ASSIGNMENT: From the data, return each line holding the word "Label".

Records drawn from a dataset:
■ ■ ■
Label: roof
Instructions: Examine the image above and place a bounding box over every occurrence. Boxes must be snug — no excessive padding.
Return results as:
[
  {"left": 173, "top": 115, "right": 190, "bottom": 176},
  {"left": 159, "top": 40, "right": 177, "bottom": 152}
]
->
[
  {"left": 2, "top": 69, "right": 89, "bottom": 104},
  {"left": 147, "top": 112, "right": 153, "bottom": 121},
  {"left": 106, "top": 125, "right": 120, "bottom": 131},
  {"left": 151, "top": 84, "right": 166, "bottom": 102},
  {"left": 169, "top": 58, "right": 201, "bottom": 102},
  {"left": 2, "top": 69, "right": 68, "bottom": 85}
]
■ ■ ■
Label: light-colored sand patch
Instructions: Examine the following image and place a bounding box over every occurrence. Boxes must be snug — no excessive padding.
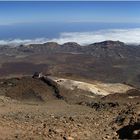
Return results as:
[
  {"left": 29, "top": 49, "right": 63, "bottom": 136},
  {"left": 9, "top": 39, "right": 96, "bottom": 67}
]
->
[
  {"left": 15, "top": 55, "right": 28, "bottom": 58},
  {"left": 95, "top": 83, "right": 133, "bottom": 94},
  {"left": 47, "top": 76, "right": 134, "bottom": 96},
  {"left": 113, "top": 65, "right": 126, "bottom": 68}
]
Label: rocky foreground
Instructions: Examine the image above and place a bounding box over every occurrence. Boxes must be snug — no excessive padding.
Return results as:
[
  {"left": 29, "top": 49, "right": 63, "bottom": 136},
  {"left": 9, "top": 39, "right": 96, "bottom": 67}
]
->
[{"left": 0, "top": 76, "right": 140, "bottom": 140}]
■ ■ ■
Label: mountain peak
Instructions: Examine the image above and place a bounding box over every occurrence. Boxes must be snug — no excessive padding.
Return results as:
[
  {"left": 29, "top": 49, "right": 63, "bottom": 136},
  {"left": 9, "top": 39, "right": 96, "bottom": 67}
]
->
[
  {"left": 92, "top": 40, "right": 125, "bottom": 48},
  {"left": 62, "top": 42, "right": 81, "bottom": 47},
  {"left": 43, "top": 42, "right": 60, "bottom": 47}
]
■ ■ ■
TASK RESPONSE:
Label: roof
Label: light-colored sand patch
Label: rocky foreground
Label: mountain peak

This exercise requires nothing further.